[Exercise description]: Reproduce every one of the lines below, requests included, but rescale each x and y coordinate in the answers by a factor of 0.95, rounding to the nearest whole number with halves rounded up. Leave all numbers in the requests and their format samples unchanged.

[Stored rows]:
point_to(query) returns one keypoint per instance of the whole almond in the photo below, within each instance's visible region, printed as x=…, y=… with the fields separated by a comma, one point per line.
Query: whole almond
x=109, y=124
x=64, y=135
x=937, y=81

[Answer below]:
point_to(query) returns one keypoint per instance of the whole almond in the photo below, within each instance's visible region, printed as x=…, y=… with the fields separated by a comma, one point per line.
Query: whole almond
x=104, y=118
x=61, y=128
x=890, y=77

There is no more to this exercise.